==== DOCUMENT EXTRACT ====

# Basements and allowable area in the 2012 IBC



## Markmax33 (Sep 29, 2013)

I'm trying to summarize the requirements for basements in the 2012 IBC when it comes to allowable area in a building.  Can somebody please confirm my logic or correct me?

506.4 Single occupancy buildings with more than one story.

The total allowable building area of a single occupancy building with more than one story above grade plane shall be determined in accordance with this section. The actual aggregate building area at all stories in the building shall not exceed the total allowable building area.

Exception: A single basement need not be included in the total allowable building area, provided such basement does not exceed the area permitted for a building with no more than one story above grade plane.

506.5 Mixed occupancy area determination.

The total allowable building area for buildings containing mixed occupancies shall be determined in accordance with the applicable provisions of this section. A single basement need not be included in the total allowable building area, provided such basement does not exceed the area permitted for a building with no more than one story above grade plane.

1.  If you have a single basement it does not count toward the allowable area of the building under any circumstances.

2.  The single basement must not exceed the area permitted for a building with no more than one story above grade plane.  I take this to mean that you pretend the basement is a one story building and apply the building code to it and figure out the allowable area.

Here's where it get a little murkier for me:

3.  If you have more than one basement - those basements most be included in the allowable are for the building calculation.  You do not need to include the first basement though.  It seems to say that in the 506.4 commentary.

4.  I do not see a maximum number of basements.  I guess once you get too many basements you end up at an underground building?

5.  The fire areas for the basements could theoretically span from the basement vertically up to the 1st floor and maybe beyond?  Generally you would see rated construction but maybe you would see a Type IIB building where that fire area spanned multiple floors.

Thanks for any advice in advance!


----------



## RLGA (Sep 30, 2013)

1. Correct.

2. Correct.

3. Correct.

4. Correct.  When the floor level of a basement is located more than 30 feet below the lowest level of exist discharge, then the building must conform to the requirements for underground buildings.  Whether or not basement levels are part of an underground building, the areas of the basements (excluding the first level basement) must be included when determining compliance with allowable building area.

5. Yes, if stories are not separated.


----------

==== ROWS ====

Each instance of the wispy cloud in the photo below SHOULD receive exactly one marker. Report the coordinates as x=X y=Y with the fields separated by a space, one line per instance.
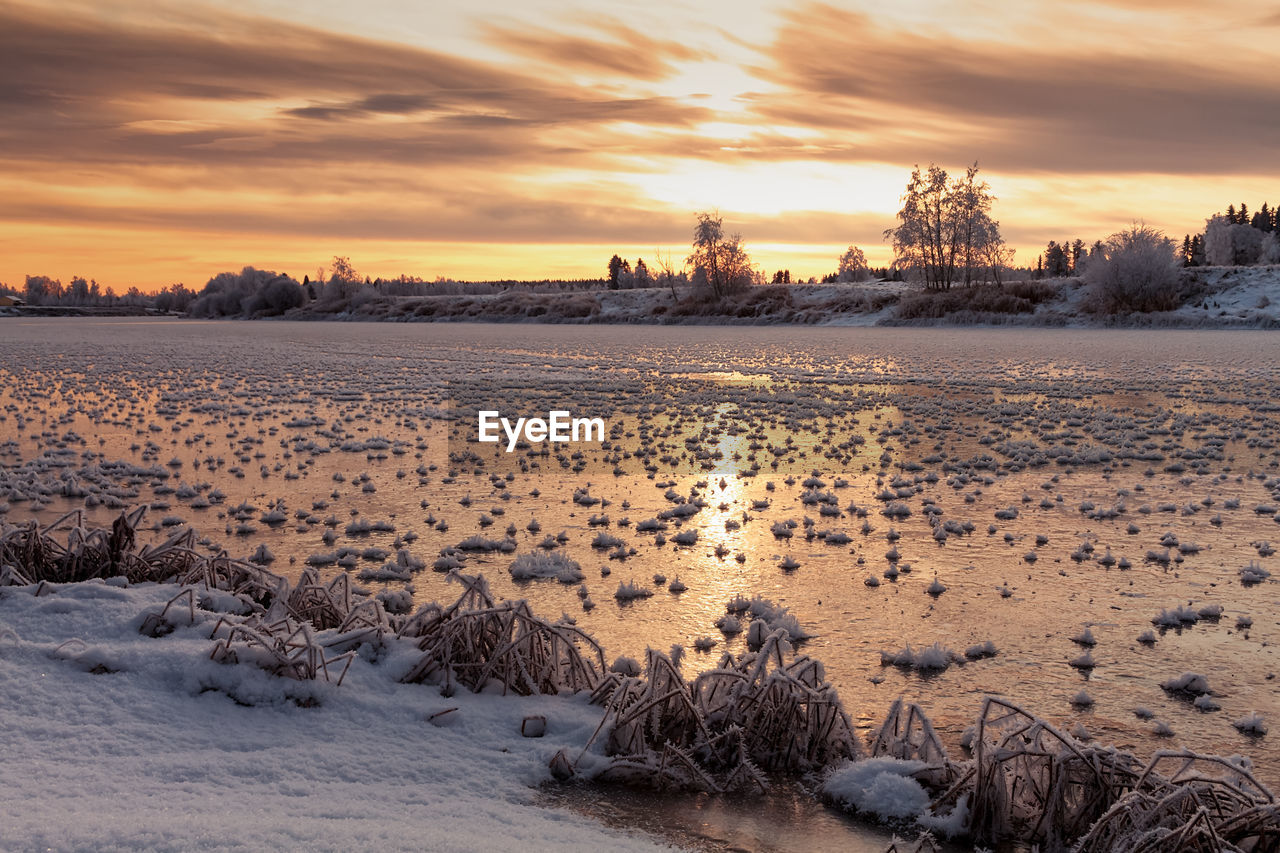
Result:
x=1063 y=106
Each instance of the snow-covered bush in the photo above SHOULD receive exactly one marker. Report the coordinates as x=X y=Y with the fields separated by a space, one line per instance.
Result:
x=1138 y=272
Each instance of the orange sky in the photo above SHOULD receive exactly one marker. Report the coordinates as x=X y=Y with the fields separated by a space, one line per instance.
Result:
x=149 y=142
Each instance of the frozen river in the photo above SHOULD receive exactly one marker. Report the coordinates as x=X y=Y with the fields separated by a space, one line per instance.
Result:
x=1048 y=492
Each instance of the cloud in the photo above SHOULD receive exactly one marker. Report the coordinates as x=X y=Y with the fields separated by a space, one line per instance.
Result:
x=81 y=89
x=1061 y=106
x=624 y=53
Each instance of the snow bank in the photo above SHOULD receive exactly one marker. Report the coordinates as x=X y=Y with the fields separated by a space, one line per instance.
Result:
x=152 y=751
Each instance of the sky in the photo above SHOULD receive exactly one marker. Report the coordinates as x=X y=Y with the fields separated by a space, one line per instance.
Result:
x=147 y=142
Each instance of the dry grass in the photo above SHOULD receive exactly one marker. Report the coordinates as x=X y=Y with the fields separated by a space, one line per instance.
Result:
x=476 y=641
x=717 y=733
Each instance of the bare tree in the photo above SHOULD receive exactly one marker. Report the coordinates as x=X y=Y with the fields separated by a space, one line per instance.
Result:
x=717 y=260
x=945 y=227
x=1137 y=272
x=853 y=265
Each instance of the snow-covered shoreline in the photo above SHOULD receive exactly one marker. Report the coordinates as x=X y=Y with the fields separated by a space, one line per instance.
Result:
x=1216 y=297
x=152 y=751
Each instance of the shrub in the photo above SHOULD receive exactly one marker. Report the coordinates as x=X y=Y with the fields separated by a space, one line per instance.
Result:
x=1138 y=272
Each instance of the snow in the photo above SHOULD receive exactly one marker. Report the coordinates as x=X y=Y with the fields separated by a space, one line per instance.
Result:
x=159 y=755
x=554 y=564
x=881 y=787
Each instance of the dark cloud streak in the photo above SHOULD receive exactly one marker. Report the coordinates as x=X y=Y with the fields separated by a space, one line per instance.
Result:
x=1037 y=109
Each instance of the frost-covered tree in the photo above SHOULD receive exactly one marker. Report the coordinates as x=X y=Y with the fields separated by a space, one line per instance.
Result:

====

### WRITTEN EXERCISE A
In the basement thread, what must a single basement not exceed to be left out of the total allowable building area?
### WRITTEN EXERCISE B
Transcribe the part of the basement thread starting at "## RLGA (Sep" and ending at "are not separated.".

### WRITTEN REPLY A
It must not exceed the area permitted for a building with no more than one story above grade plane.

### WRITTEN REPLY B
## RLGA (Sep 30, 2013)

1. Correct.

2. Correct.

3. Correct.

4. Correct.  When the floor level of a basement is located more than 30 feet below the lowest level of exist discharge, then the building must conform to the requirements for underground buildings.  Whether or not basement levels are part of an underground building, the areas of the basements (excluding the first level basement) must be included when determining compliance with allowable building area.

5. Yes, if stories are not separated.